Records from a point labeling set
↓

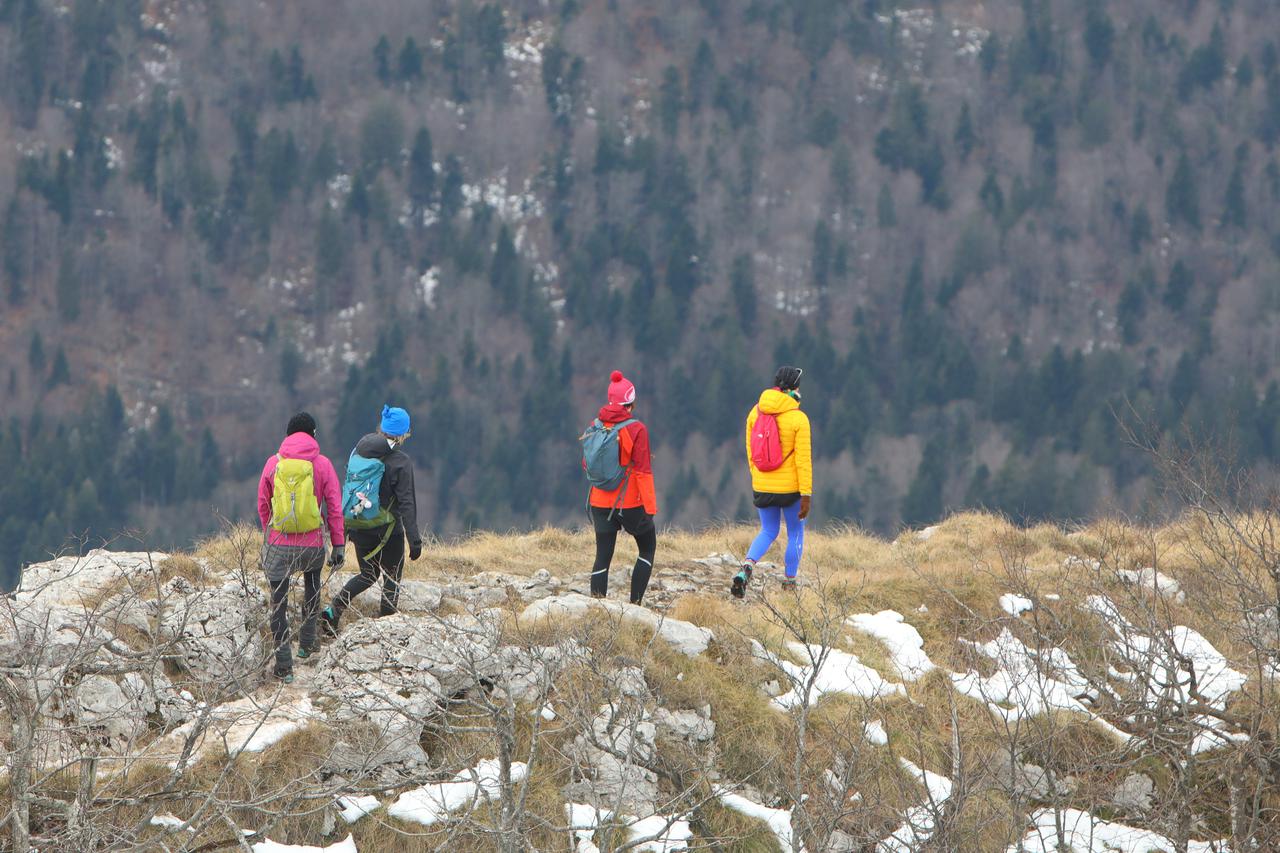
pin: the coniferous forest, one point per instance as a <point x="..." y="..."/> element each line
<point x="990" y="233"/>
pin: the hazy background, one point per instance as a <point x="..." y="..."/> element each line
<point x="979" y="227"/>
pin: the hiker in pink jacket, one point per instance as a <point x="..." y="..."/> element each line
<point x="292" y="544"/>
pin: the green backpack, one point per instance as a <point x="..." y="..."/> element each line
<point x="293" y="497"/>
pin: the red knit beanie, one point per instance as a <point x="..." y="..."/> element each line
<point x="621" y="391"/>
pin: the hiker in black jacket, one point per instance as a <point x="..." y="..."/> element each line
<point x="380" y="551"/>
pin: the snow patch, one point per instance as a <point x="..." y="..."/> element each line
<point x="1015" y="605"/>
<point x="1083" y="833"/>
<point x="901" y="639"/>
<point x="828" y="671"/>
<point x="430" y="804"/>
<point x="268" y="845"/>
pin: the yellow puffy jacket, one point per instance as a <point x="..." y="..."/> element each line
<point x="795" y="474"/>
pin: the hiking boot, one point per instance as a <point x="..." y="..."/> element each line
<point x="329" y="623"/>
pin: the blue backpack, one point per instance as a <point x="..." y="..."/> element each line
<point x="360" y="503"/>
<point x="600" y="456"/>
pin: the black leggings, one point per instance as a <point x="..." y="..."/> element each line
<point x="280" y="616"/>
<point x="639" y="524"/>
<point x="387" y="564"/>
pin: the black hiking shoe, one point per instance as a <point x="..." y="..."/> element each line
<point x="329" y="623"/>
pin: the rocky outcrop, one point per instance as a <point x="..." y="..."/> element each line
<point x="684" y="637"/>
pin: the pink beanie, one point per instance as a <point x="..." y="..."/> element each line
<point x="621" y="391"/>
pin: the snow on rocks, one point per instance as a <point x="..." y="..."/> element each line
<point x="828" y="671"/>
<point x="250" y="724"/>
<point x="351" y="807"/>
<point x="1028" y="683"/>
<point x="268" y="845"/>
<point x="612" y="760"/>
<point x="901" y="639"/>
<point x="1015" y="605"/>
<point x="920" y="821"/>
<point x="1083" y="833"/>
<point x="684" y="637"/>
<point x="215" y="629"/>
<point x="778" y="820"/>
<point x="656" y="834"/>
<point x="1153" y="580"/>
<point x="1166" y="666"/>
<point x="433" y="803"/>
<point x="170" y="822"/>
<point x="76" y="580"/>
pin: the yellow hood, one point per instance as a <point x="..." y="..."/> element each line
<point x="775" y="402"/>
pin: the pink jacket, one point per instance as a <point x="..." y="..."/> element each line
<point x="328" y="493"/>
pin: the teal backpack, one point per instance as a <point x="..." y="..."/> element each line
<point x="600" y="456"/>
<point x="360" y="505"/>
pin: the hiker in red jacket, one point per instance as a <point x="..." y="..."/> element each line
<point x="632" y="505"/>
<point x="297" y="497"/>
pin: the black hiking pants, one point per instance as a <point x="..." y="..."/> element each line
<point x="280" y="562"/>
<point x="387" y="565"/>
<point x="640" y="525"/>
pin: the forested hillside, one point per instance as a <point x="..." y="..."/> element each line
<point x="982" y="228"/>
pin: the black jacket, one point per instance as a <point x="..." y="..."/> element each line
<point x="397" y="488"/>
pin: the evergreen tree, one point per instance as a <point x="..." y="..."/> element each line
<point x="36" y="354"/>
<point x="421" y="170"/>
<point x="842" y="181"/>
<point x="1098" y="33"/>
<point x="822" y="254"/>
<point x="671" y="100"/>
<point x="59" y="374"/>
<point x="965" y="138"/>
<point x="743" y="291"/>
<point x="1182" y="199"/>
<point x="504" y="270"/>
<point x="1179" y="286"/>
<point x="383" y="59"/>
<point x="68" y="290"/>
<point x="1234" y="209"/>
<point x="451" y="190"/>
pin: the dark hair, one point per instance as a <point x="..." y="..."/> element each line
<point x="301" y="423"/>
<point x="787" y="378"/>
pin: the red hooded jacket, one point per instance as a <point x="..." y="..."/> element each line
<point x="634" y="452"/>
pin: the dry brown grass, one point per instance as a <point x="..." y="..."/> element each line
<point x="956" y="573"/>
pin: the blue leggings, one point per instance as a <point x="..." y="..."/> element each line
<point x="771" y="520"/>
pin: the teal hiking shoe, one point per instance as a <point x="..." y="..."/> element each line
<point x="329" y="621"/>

↑
↓

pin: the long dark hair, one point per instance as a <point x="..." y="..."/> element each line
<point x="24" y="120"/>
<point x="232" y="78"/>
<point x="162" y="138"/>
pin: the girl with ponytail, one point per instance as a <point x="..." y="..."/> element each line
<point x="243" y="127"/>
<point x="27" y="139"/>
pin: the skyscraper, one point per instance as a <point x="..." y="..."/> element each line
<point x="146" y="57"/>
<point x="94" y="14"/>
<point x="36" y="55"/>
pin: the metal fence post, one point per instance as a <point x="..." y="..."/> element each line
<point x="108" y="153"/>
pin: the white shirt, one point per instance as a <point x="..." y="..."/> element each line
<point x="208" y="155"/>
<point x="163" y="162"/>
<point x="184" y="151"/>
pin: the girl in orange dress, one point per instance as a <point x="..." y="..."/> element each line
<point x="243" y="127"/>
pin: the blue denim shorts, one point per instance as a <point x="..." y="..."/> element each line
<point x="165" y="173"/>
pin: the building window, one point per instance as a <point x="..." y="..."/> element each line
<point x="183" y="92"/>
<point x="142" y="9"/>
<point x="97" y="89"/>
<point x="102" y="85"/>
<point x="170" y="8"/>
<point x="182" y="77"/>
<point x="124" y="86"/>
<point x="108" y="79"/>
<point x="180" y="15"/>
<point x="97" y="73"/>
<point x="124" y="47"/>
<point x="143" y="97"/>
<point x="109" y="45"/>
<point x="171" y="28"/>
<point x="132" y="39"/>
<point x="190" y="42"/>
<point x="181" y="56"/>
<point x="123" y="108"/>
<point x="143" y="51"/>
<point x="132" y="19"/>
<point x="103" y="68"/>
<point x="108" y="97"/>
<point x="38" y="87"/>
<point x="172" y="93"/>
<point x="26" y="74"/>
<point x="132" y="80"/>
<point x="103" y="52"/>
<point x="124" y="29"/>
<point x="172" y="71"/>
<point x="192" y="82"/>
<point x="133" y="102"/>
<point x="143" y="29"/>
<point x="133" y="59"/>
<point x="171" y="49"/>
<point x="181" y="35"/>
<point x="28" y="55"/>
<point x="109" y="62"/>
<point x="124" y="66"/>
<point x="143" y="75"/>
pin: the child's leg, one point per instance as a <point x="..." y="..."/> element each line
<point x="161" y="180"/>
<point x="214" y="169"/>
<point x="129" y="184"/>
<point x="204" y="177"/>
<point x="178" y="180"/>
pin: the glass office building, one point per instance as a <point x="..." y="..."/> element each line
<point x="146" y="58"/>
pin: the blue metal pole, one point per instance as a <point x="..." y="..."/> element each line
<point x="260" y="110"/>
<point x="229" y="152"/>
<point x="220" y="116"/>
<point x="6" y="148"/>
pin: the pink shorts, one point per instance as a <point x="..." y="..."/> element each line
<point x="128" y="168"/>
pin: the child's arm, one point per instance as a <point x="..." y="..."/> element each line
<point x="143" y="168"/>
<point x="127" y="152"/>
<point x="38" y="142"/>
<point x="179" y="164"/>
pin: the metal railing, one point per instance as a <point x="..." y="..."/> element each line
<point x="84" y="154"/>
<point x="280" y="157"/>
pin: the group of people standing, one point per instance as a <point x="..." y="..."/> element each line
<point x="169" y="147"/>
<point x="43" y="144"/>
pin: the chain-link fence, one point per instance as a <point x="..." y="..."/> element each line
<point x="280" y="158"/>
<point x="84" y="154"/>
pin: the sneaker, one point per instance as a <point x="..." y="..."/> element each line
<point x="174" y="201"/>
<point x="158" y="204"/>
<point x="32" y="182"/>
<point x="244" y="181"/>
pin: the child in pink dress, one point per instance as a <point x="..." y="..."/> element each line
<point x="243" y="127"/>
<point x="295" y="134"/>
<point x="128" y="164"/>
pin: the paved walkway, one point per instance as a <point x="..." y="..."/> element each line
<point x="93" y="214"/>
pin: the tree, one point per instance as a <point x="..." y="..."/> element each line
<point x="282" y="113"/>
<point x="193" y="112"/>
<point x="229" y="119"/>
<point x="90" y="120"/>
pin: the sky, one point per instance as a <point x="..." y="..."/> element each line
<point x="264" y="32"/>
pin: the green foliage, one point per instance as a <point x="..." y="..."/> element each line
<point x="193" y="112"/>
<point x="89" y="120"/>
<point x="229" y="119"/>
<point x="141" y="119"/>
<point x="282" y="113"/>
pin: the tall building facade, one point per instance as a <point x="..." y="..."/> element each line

↑

- WORK REQUIRED -
Update the entries from the line with "pin: the child in" up to and including the line with "pin: the tall" so that "paved walkway" becomes "brick sidewalk", with everything else unchanged. Return only those lines.

- ANSWER TO THIS PROBLEM -
pin: the child in pink dress, one point per instance as a <point x="..." y="..."/> element each line
<point x="243" y="127"/>
<point x="295" y="134"/>
<point x="128" y="164"/>
pin: the brick sidewalk, one point per instance as a <point x="..." y="..."/> element each line
<point x="93" y="214"/>
pin: the tree, one point per instance as a <point x="..." y="..."/> element each line
<point x="282" y="113"/>
<point x="193" y="112"/>
<point x="229" y="119"/>
<point x="90" y="120"/>
pin: the sky, one point per instance as a <point x="..." y="..."/> element each line
<point x="264" y="32"/>
pin: the green foliage, one point per instance as a <point x="..." y="..."/> element each line
<point x="193" y="112"/>
<point x="89" y="120"/>
<point x="229" y="119"/>
<point x="141" y="119"/>
<point x="282" y="113"/>
pin: the tall building facade, one point per instance as a <point x="..." y="..."/> element each line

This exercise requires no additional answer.